Consignes:
(A) Répondez à ces questions sur le texte consacré au breton dans la prédication :
(i) Quelles générations préfèrent le breton et le comprennent mieux ?
(ii) En quelle langue les propagandistes syndicalistes ou politiques parlent-ils devant un auditoire de campagne ?
(iii) Quel auteur la note d'Ar Gedour cite-t-elle ?
(B) Reprenez le texte sur le breton dans la prédication à la suite de sa dernière phrase et poursuivez-le.

Il y a les vieilles générations qui préfèrent le breton et le comprennent mieux, ne serait-ce qu’à cause du vocabulaire technique de la chaire. Mais, que répondre à cette vieille grand’mère qui dit au prêtre :

« Me né intentan ket gwall vad ar galleg ; med it e galleg er memez tra, ar re yaouank a gav gwelloh, ar re-ze o deuz ezomm da gleved. Me a zo tremenet va amzer, ha n’eus forz penaoz, me a jomo stard em feiz… Ar re yaouank eo ! »

La question d’efficacité plus grande du breton est de plus en plus discutable dans nombre de paroisses.

NOTE D’AR GEDOUR (EC) :

Là encore, Mgr Favé ne va pas assez loin dans la notion d’efficacité. Une langue exprime l’essence même d’une culture « quand bien même une majorité de ce peuple ne la pratiquerait plus couramment » (Yves de Boisanger). Contrairement à ce qu’a dit le prélat plus haut, la langue n’est pas juste le vêtement d’une idée. C’est une façon spécifique de l’aborder, avec une tournure d’esprit particulière et l’héritage d’un peuple véhiculé par sa langue. L’efficacité voulue ne peut donc faire l’économie de cette notion.

Il est un fait que d’autres que les prêtres veulent convaincre et persuader, gagner l’opinion à leurs idées et visent à l’efficacité de leur propos ; prenons, par exemple, les propagandistes syndicalistes ou politiques ; or, même devant un auditoire de campagne, ils parlent français, à supposer qu’ils connaissent le breton.
Faut-il ajouter que, de plus en plus, c’est le français qui est la langue maternelle de nos jeunes prêtres, et la langue bretonne mal assimilée ne leur permet pas toujours de s’exprimer facilement, ni très heureusement.
Reprenons la critique du début. On dit que le breton se perd parce que les prêtres en font de moins en moins usage dans leur prédication ; c’est une explication par trop simpliste. Renversons la formule, et nous serons plus près de la vérité : « Les prêtres font moins usage du breton dans leur prédication parce que le peuple breton se désaffectionne de sa langue et l’abandonne. »

Ne donnons pas trop d’importance à l’usage d’une langue à l’église.

Je crois du reste que la querelle que j’expose n’a pas tellement d’importance en ce qui concerne l’avenir de la langue bretonne. Je me rassure d’autant plus en ce qui concerne la responsabilité des prêtres.
Je donne un argument de principe et un argument de fait.

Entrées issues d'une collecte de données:
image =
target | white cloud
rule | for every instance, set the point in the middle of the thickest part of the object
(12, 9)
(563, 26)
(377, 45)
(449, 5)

Réponses:
(A)
(i) Les vieilles générations.
(ii) En français.
(iii) Yves de Boisanger.

(B)
Considérons un peu la vie des Bretons. De quel poids peuvent être, pour l’avenir d’une langue, les dix minutes hebdomadaires de prédication, entendus parfois par moins de la moitié de la population, alors que toute l’information, le flot d’informations qui leur parvient est en français : d’abord, l’école, qui les marque profondément ; puis, les quotidiens et les hebdomadaires, les livres, les magazines, la radio, le cinéma, bientôt la télévision… ; trop souvent – de plus en plus à cause des enfants – les échanges dans la vie familiale elle-même, sans compter le service militaire, les études et les voyages de toutes sortes…
Et en fait ? J’ai eu l’occasion de passer quelques mois en Dordogne en 1940, pays de langue d’oc, le gascon. Depuis longtemps, on n’y a ni catéchisé, ni prêché en gascon, mais en français. Le gascon était cependant aussi vivant, et plus vivant à l’époque que ne l’était chez nous le breton. J’étais hébergé chez le Maire d’une petite commune rurale ; tous les membres de la famille connaissaient très bien le français, la mère avait fait ses études chez les Ursulines de Bergerac, les deux filles (17 et 12 ans) y étaient encore pensionnaires ; mais, en famille, on ne faisait usage que du gascon. Dans une paroisse voisine, à l’occasion d’une mission qui venait d’avoir lieu, on avait eu l’idée de faire appel à un prêtre originaire du pays pour donner quelques instructions en gascon, croyant faire plaisir aux paroissiens. Mais, après son premier sermon, on lui fit savoir que la population préférait le français.
Le mal est beaucoup plus profond qu’on ne se l’imagine. On va répétant : « Voilà 50 et 100 ans qu’on dit que le breton va mourir et il est toujours vivant ; pourquoi donc jouer au prophète de malheur ? » Je veux justement détruire une illusion et alerter l’opinion ; si nous voulons sauver le breton, il est plus que temps de considérer le problème dans ses dimensions vraies et de prendre les moyens efficaces. C’est au peuple breton d’opter pour le salut ou l’abandon de sa langue. Telles que les choses se présentent aujourd’hui on peut dire qu’il a opté pour l’abandon progressif et, en général, sans regret, au fur et à mesure de la disparition des générations successives. Peut-on espérer un revirement ? En tout cas, l’Eglise ne peut pas arrêter seule pareil mouvement. Le salut est ailleurs, il appartient à la société civile et aux laïques de l’assurer, et ce sont surtout les jeunes foyers et les élites du pays qui tiennent en mains la solution.
Voyons dans quel sens le clergé peut les y aider.

II. CE QUE L’ON PEUT ATTENDRE DE L’EGLISE ET DU CLERGE EN FAVEUR DE LA LANGUE BRETONNE

L’Usage du breton à l’église.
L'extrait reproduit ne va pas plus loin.